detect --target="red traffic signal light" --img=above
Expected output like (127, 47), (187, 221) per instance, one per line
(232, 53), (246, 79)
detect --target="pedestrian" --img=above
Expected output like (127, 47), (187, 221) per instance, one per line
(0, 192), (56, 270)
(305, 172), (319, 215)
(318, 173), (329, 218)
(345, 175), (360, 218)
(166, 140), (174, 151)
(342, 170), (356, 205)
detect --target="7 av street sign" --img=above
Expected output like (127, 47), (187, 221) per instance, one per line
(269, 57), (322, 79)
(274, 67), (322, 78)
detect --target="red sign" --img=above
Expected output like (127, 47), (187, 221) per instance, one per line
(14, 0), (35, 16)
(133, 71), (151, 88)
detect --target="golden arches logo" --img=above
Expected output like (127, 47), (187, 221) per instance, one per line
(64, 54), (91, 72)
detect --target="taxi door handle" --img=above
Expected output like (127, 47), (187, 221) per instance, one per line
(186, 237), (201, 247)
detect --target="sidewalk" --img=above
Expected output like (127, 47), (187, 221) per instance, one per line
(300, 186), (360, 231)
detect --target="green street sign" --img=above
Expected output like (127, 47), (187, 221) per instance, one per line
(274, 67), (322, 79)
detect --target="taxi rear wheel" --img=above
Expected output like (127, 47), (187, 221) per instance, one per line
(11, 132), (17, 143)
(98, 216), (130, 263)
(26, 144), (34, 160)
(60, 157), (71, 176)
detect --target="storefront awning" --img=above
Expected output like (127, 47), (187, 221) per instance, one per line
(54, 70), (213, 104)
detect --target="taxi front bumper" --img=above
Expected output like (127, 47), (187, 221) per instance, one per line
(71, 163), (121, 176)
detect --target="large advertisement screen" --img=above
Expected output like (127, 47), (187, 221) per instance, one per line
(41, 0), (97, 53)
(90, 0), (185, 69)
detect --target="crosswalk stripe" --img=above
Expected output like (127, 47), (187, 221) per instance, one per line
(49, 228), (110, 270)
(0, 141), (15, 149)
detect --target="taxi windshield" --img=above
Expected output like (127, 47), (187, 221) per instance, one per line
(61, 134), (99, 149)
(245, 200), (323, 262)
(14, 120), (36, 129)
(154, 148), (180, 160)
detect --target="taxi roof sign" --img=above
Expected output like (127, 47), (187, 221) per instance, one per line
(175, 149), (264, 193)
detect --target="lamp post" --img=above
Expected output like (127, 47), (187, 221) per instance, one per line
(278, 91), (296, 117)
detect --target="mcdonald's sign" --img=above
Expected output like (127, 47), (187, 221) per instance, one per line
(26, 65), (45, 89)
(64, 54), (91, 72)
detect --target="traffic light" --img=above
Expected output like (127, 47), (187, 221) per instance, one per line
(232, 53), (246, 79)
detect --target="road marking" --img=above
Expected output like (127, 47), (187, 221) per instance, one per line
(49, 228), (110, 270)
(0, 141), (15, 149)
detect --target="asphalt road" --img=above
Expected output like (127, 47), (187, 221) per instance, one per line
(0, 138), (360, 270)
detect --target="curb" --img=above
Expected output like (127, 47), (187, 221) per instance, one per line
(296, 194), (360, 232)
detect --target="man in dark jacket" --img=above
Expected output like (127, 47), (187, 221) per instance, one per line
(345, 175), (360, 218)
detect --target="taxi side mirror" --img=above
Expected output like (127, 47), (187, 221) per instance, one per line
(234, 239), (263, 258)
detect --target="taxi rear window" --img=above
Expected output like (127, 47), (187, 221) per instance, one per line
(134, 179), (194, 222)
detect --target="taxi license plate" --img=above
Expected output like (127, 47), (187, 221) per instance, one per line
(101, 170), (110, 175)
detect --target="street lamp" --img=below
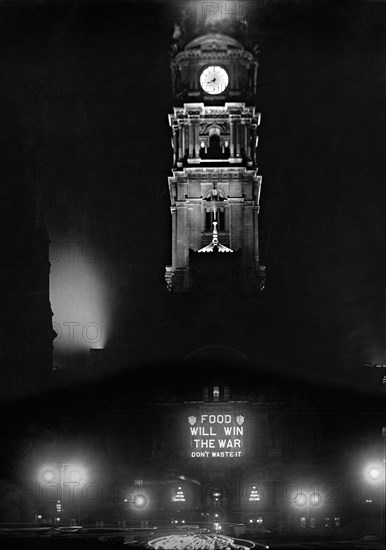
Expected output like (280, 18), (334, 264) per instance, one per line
(41, 462), (85, 524)
(364, 460), (386, 540)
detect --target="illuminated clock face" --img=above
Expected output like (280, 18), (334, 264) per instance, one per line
(200, 65), (229, 95)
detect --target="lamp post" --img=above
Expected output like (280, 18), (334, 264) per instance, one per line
(381, 432), (386, 550)
(365, 462), (386, 543)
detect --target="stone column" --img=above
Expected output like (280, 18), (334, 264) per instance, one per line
(181, 122), (186, 159)
(253, 206), (260, 268)
(244, 122), (251, 161)
(251, 124), (257, 163)
(172, 126), (181, 166)
(194, 120), (200, 159)
(178, 122), (184, 166)
(235, 120), (241, 157)
(189, 118), (194, 159)
(229, 119), (235, 158)
(170, 206), (177, 269)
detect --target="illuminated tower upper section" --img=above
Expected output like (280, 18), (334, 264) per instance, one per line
(165, 28), (265, 291)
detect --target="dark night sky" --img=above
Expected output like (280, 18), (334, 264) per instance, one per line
(0, 0), (386, 406)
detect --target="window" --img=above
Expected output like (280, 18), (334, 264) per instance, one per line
(207, 134), (222, 159)
(205, 210), (225, 231)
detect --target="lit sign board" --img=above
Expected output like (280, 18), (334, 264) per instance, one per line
(172, 487), (186, 502)
(186, 412), (245, 458)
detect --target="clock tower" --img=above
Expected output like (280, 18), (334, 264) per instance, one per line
(165, 28), (265, 292)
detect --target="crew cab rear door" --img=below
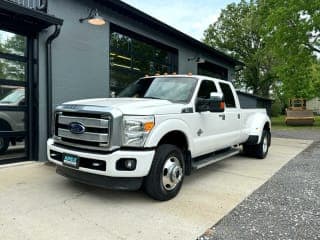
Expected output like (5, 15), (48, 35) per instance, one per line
(218, 81), (241, 146)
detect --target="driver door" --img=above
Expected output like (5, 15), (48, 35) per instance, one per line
(193, 80), (228, 156)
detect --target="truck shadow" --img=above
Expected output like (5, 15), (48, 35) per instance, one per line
(59, 155), (256, 202)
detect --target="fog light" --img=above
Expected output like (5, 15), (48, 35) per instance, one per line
(124, 159), (136, 170)
(116, 158), (137, 171)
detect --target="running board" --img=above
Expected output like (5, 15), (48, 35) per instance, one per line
(192, 148), (240, 170)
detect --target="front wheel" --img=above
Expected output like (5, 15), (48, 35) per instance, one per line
(144, 144), (184, 201)
(0, 137), (9, 154)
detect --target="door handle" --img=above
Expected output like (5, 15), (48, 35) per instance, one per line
(219, 114), (226, 120)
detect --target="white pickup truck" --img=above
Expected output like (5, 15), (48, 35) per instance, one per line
(47, 75), (271, 201)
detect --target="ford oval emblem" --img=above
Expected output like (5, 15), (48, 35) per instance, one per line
(69, 122), (86, 134)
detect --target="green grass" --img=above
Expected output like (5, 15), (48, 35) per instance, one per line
(271, 115), (320, 130)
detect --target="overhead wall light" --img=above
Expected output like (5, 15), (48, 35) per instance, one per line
(79, 8), (106, 26)
(188, 57), (206, 63)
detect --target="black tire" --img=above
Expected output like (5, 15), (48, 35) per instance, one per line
(243, 130), (271, 159)
(0, 137), (9, 154)
(144, 144), (185, 201)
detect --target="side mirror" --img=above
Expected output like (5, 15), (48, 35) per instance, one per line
(196, 92), (225, 112)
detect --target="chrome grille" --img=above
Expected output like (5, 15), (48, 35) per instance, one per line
(55, 112), (111, 150)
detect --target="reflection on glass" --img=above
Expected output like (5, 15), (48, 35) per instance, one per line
(0, 30), (27, 56)
(0, 135), (26, 159)
(0, 85), (25, 107)
(110, 32), (178, 92)
(118, 77), (197, 103)
(0, 58), (25, 81)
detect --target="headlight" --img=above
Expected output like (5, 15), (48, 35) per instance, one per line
(122, 116), (154, 147)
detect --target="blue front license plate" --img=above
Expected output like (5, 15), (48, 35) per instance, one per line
(63, 154), (79, 168)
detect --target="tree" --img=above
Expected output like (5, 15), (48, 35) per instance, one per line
(257, 0), (320, 98)
(204, 0), (276, 97)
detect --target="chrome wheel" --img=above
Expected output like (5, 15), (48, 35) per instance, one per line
(162, 156), (183, 191)
(262, 135), (268, 154)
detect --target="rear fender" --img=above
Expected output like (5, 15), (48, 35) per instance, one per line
(246, 113), (271, 143)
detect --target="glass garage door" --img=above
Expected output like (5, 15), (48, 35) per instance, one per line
(0, 30), (29, 164)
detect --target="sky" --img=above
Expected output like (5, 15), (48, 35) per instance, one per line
(122, 0), (240, 40)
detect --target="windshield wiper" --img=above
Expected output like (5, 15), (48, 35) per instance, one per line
(143, 97), (162, 100)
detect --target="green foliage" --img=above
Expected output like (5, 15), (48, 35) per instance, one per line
(204, 0), (320, 100)
(271, 99), (282, 117)
(257, 0), (320, 99)
(204, 0), (275, 97)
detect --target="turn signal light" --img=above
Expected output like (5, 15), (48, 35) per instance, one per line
(143, 122), (154, 132)
(220, 102), (224, 109)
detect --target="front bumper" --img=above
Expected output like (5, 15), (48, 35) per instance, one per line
(57, 166), (143, 191)
(47, 139), (155, 178)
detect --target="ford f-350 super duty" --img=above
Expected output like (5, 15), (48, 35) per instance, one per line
(47, 75), (271, 201)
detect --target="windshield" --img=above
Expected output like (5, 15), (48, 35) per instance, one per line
(0, 88), (24, 103)
(118, 77), (197, 102)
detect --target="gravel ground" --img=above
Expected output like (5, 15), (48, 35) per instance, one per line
(272, 129), (320, 141)
(198, 131), (320, 240)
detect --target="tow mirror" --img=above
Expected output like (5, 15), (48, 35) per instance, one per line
(196, 92), (225, 112)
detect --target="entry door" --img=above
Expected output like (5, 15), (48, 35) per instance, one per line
(0, 30), (29, 164)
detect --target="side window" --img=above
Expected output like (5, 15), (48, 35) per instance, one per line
(197, 80), (217, 99)
(219, 82), (236, 108)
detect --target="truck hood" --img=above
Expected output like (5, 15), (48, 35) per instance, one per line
(63, 98), (186, 115)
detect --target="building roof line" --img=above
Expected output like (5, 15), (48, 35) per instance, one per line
(98, 0), (244, 66)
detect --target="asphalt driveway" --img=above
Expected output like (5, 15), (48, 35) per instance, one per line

## [EXERCISE DETAILS]
Format every line from the start of the items up to and including the line containing "(342, 170), (356, 205)" as a JSON list of strings, one string per line, with blank lines omitted.

## [RESULT BELOW]
[
  "detect --target=\"red traffic signal light\" --img=above",
  "Expected output like (127, 47), (187, 221) per instance, one per line",
  "(232, 53), (246, 79)",
  "detect --target=\"pedestrian\" --img=above",
  "Expected output like (127, 47), (187, 221) per instance, one per line",
  "(0, 192), (56, 270)",
  "(305, 172), (319, 215)",
  "(318, 173), (329, 218)",
  "(345, 175), (360, 218)",
  "(166, 140), (174, 151)",
  "(342, 170), (356, 205)"
]